### What you are asked to do
Write out each record below exactly as it appears, with no pictures.

Entries from an annotation dataset:
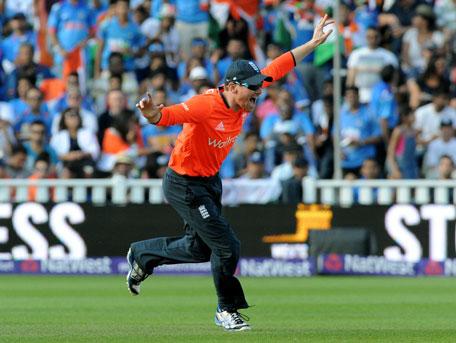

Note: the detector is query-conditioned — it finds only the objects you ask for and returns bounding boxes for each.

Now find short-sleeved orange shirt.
[156,52,295,177]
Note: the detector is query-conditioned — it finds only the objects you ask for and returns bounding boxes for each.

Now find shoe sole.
[127,248,139,296]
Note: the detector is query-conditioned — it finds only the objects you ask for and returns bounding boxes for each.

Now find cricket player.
[127,16,334,331]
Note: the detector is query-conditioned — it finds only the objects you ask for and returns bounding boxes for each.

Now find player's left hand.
[312,14,335,45]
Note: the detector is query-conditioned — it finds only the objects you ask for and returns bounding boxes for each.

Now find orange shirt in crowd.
[102,125,144,154]
[157,52,296,177]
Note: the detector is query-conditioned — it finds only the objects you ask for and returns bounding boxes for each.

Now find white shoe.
[215,307,252,331]
[127,248,149,295]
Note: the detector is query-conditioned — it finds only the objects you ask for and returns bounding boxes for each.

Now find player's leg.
[182,179,250,331]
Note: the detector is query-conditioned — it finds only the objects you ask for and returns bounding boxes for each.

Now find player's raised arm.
[136,92,165,124]
[291,14,334,64]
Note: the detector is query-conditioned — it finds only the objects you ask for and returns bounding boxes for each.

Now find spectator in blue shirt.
[14,87,52,139]
[24,120,59,172]
[95,0,146,78]
[48,0,95,76]
[340,86,381,177]
[2,13,37,65]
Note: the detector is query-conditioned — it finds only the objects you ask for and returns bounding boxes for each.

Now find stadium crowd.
[0,0,456,200]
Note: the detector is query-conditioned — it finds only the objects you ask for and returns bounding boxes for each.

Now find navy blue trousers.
[131,168,249,311]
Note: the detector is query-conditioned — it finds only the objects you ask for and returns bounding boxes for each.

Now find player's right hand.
[136,92,165,124]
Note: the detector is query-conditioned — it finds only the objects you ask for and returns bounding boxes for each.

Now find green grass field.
[0,276,456,343]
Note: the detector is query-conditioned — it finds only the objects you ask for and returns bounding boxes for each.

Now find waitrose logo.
[209,136,237,149]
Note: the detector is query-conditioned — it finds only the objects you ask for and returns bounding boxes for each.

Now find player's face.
[235,85,262,112]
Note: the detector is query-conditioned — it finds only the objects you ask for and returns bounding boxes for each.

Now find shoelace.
[231,311,250,324]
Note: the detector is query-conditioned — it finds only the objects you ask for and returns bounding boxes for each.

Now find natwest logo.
[209,136,237,149]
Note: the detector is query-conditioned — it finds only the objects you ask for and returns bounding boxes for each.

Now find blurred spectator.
[407,54,450,109]
[98,89,126,145]
[98,109,151,172]
[346,27,399,104]
[177,38,213,81]
[175,0,209,60]
[352,158,380,204]
[378,0,425,54]
[9,73,36,118]
[24,120,59,172]
[181,66,208,102]
[401,5,443,78]
[280,157,309,204]
[281,0,324,102]
[94,0,146,78]
[90,52,139,114]
[2,13,37,74]
[438,155,455,180]
[52,87,98,134]
[0,101,16,159]
[424,119,456,179]
[51,108,100,178]
[240,151,268,180]
[233,132,261,177]
[213,37,247,84]
[5,145,31,179]
[414,88,456,155]
[388,106,418,179]
[28,152,54,201]
[271,143,303,181]
[112,153,135,179]
[47,0,95,76]
[141,152,169,179]
[14,87,52,139]
[141,3,180,66]
[315,95,334,179]
[340,87,381,176]
[8,43,53,98]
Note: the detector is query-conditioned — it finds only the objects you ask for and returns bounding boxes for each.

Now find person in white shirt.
[346,27,399,104]
[51,87,98,135]
[415,88,456,152]
[425,118,456,178]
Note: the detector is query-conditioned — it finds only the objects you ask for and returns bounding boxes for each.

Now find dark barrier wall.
[0,202,456,261]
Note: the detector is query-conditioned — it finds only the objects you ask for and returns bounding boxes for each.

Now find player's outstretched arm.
[291,14,334,64]
[136,92,165,124]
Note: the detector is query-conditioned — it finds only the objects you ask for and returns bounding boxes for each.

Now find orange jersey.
[156,52,296,177]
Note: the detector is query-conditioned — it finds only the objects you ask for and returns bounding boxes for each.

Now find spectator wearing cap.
[415,88,456,155]
[401,4,444,78]
[340,87,382,176]
[280,157,309,204]
[240,151,268,180]
[47,0,95,77]
[2,13,37,70]
[94,0,146,78]
[346,27,399,104]
[5,145,31,179]
[424,118,456,178]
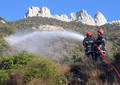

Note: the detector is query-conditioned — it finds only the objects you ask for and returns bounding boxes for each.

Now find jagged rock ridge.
[25,7,107,26]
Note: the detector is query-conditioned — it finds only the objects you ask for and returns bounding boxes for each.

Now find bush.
[24,57,62,85]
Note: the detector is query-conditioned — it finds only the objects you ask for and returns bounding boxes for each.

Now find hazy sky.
[0,0,120,21]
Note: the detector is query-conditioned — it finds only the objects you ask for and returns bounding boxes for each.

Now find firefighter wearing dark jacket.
[95,29,106,61]
[83,32,94,60]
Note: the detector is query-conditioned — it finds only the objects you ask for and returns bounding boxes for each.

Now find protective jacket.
[83,36,95,54]
[95,36,106,53]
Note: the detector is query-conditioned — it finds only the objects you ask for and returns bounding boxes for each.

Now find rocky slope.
[25,7,107,26]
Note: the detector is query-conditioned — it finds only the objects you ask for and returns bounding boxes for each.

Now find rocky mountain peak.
[25,6,52,18]
[25,6,107,26]
[76,9,95,25]
[94,12,107,26]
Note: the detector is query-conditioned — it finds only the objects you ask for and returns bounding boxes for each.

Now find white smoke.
[5,30,84,59]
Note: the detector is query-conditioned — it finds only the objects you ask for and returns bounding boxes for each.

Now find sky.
[0,0,120,22]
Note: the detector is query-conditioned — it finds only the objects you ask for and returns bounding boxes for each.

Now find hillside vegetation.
[0,17,120,85]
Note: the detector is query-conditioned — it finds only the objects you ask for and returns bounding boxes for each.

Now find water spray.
[5,30,84,56]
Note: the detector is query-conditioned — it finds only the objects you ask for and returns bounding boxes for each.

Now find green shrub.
[24,57,61,85]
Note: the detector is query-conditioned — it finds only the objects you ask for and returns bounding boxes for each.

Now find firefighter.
[95,29,106,61]
[83,32,95,60]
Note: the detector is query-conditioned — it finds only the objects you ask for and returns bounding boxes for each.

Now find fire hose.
[96,45,120,79]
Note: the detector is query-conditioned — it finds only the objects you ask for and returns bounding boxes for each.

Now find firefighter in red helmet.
[83,32,95,60]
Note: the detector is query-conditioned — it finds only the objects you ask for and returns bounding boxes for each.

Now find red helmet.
[97,29,104,35]
[87,32,93,36]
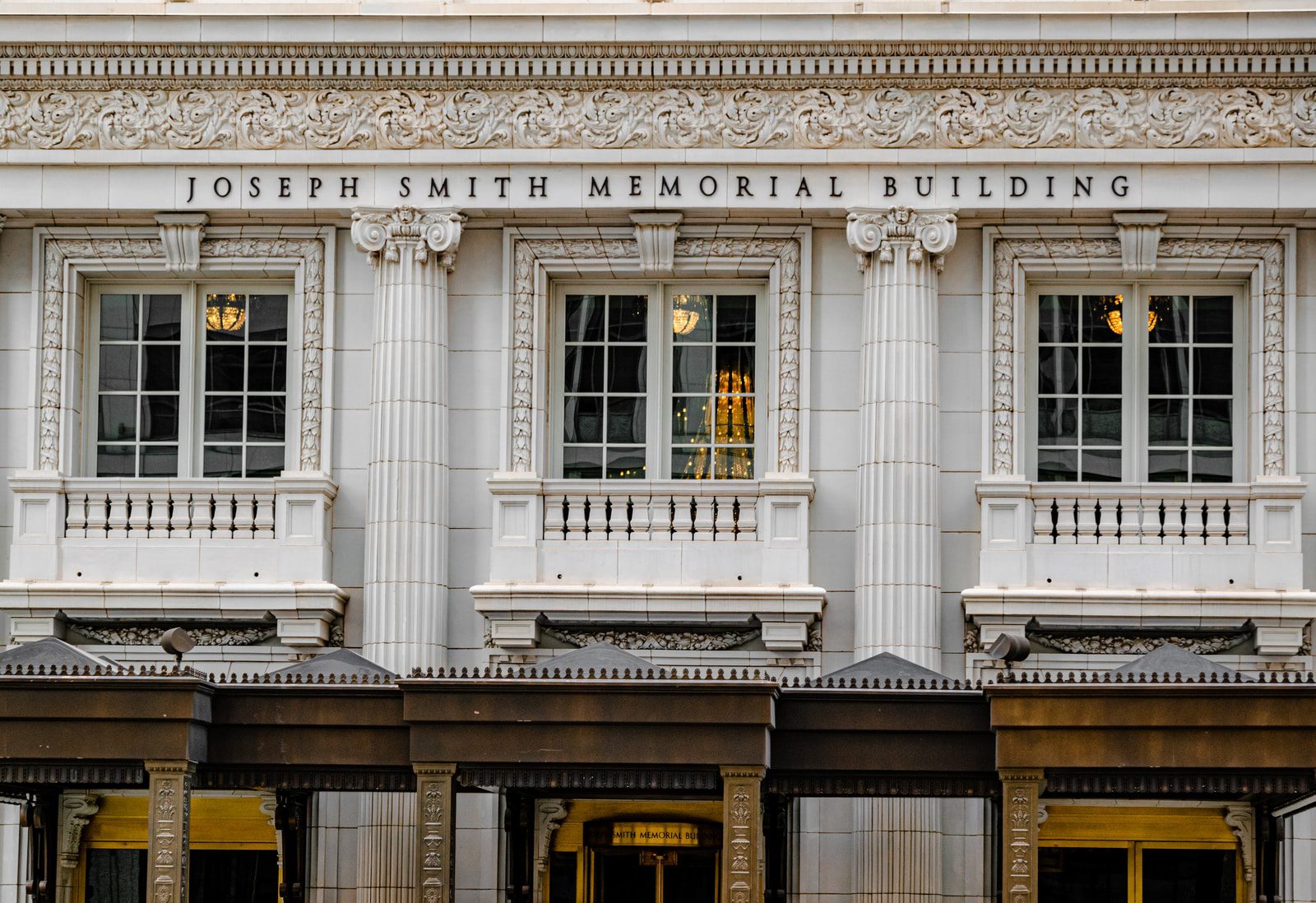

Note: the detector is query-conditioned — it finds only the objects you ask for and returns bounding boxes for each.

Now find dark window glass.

### Answer to this exercise
Note: the detector is query-conditioned — it finds only the objects you ask for and returns bounding boxes for each.

Now find short-sleeved orange shirt.
[156,52,295,177]
Note: the detector is query-conditioned — it finds only the objects you ask for and returns bounding boxes for each.

Now find shoe sole.
[127,248,139,296]
Note: the detector is query-conditioned — it finds only the objects you ask for and returns bounding boxes for each.

Now find cricket player.
[127,16,334,331]
Note: the detector is query-conditioned — it finds only the objects you ask for and returns bounding boxes for each.

Now find player's left hand.
[312,14,335,45]
Note: the detector is query-conditioned — it finds only the objects you ask for and returns bounding boxes for each.

Now find orange shirt in crowd.
[102,125,144,154]
[157,52,296,177]
Note: the detector is query-conditioned — it finds only the objects you ask for and returns bounding boxes for each.

Now find white shoe.
[215,307,252,331]
[127,248,149,295]
Note: the detector is query-conditioned — it finds only the objects you ask for and returns bounding boxes for each.

Now find player's leg.
[182,179,250,331]
Note: the detector is query-conditioned — it finds only the objects you ask for and returns bounding boxes for each.

Now find player's raised arm.
[136,92,165,124]
[291,14,334,64]
Note: the detector is query-conditioned — it finds only the objects you ask for and returns bounding boxes for each.

Now find spectator in blue shirt.
[14,87,52,139]
[24,120,59,172]
[95,0,146,78]
[48,0,95,76]
[340,86,381,177]
[2,13,37,65]
Note: the detector is query-conditioned — it finds only the objects you ask for and returns bounding boxes for each.

Now find stadium crowd.
[0,0,456,200]
Note: the detector is query-conditioned — it finds only the objects you ask for and returns bounding boxes for each.

Now find navy blue trousers.
[131,168,249,311]
Note: the detector is query-conditioned — it finds only the objects you ask for and returns bounding boxes for each.

Now find player's right hand.
[136,92,165,124]
Note: the detector is query-conditioned — it finds only the objects you ask for and returns bounding boxes for each.

Now find green grass field.
[0,276,456,343]
Note: the detector is query-conditioned — it finds only the objects you ask for and returns bounding boxes for each.

Now find waitrose logo.
[209,136,237,149]
Note: the detector is query-conditioned — it finds only the objects you ask for and returns bounding boxes for each.

Now find player's face.
[235,85,262,112]
Note: the detector is query-conditioned — it finds only the objects you ask for and returns bounding boxes for each.

Now find shoelace.
[231,311,250,324]
Note: the detector is query-conditioned — it finds only the objects you ask for and returns bounding boxes for each.

Now find natwest logo.
[209,136,237,149]
Note: the detector is query-conditioned — it finds only the objects you ask for and returns bounding boxes for each.

Now find blurred spectator.
[407,54,450,109]
[98,89,126,145]
[98,109,151,172]
[346,27,399,104]
[177,38,213,81]
[175,0,209,60]
[352,158,380,204]
[378,0,425,54]
[9,73,36,118]
[24,120,59,172]
[181,66,208,102]
[401,5,443,78]
[280,157,309,204]
[281,0,324,102]
[94,0,146,78]
[90,52,139,114]
[2,13,37,74]
[438,155,455,180]
[52,87,98,134]
[0,101,16,159]
[424,119,456,179]
[51,108,100,178]
[240,151,268,180]
[233,132,261,177]
[213,37,247,84]
[5,145,31,179]
[414,88,456,155]
[388,106,418,179]
[28,152,54,201]
[271,143,303,181]
[112,153,135,179]
[47,0,95,76]
[141,152,169,179]
[14,87,52,139]
[141,3,180,66]
[315,95,334,179]
[340,87,381,176]
[8,43,53,98]
Note: the detector is query-conditioned — it finds only the objects you ask for and returns bounding boxes for each.

Now find person in white shirt.
[346,27,399,104]
[51,87,98,135]
[415,88,456,152]
[425,118,456,178]
Note: the detector is query-conditioned — it finds only the objects you ask for and returns bounding boxes for each.

Now find dark barrier wall.
[0,202,456,261]
Note: the detector is query-conditioned — it finds only the objects you ask for and returns bounding boxes for each.

Now find player's outstretched arm.
[291,14,334,64]
[136,92,165,124]
Note: the detector is query-conditioned — it finds only the objects you ask for and returns bounding boxes for each.

Now find orange jersey.
[156,52,296,177]
Note: the detector is query-conditioned — it finds only the objects you ask for and returns bounding boxes for each.

Now find spectator wearing cap.
[415,88,456,155]
[401,4,444,78]
[340,87,382,176]
[280,157,309,204]
[240,151,268,180]
[47,0,95,77]
[2,13,37,70]
[94,0,146,78]
[346,27,399,104]
[5,145,31,179]
[424,118,456,178]

Note: the detector is query-conditioned — it finds only the objects you ask for and returns bounding boxes for each.

Now find jagged rock ridge.
[25,7,107,26]
Note: the detector is query-conditioned — it finds only the objects you ask for and returns bounding boxes for each.

Now find bush.
[24,57,62,85]
Note: the detector is query-conditioned — it finds only the objects you ask for and returns bounding boxes for each.

Now find hazy sky.
[0,0,120,21]
Note: the detector is query-conditioned — it finds only the objects you ask for and returns bounding boxes for each.

Now find firefighter wearing dark jacket.
[95,29,106,61]
[83,32,94,60]
Note: the detector is query-conditioned — it finds only the objects you ask for and returns bounding boxes for each.

Now find protective jacket.
[83,36,95,54]
[95,36,106,53]
Note: the detector is query-conditioned — it finds only the objects you ask for and returns bounding boxes for each.

Now find rocky slope.
[25,7,107,26]
Note: the detector is query-conditioned — it finds only the objects you ask for and returns bounding boxes for each.

Now find rocky mountain peak.
[25,6,52,18]
[25,6,107,26]
[76,9,95,25]
[94,12,107,26]
Note: the detector is query-conditioned — it finds only the objects you ask for and returns bounding boxes for each.

Now find white smoke.
[5,30,84,59]
Note: the detector is query-conditioned — it finds only the objects you ask for and returns bounding boxes for each.

Now find sky.
[0,0,120,22]
Note: the detector is query-conditioned — it finds only the objects you ask for and returns bounding boxes for each.

Now find hillside vegetation.
[0,17,120,85]
Note: the detector is query-conditioned — it finds only the objects you ask for and returns bounding boxes for each.

Now find water spray.
[5,30,84,56]
Note: the detector is query-conditioned — it finds only the objects you ask for and returns bounding boxes for each.

Now find green shrub.
[24,57,61,85]
Note: the detector is query-conditioned — it finds only the objects you ask for and returns bounding boxes for each.

Now find firefighter.
[95,29,106,61]
[83,32,95,60]
Note: the detector is query-conditioned — it finds only the objects you ask for and returns bounding boxes for each.

Now find fire hose.
[96,45,120,79]
Note: the detector is query-conditioned — it finds only the objects you ask for and returns bounding boxes for each.

Now find firefighter in red helmet.
[83,32,95,60]
Note: the detector is query-conditioned — it finds only the objects you ask for and returns bounding boxes for each.

Now find red helmet.
[97,29,104,35]
[87,32,93,36]

Note: the detector is query-conditioned — it finds only the objects you ask for and returns bounding boxes for each.

Now find dark window glass.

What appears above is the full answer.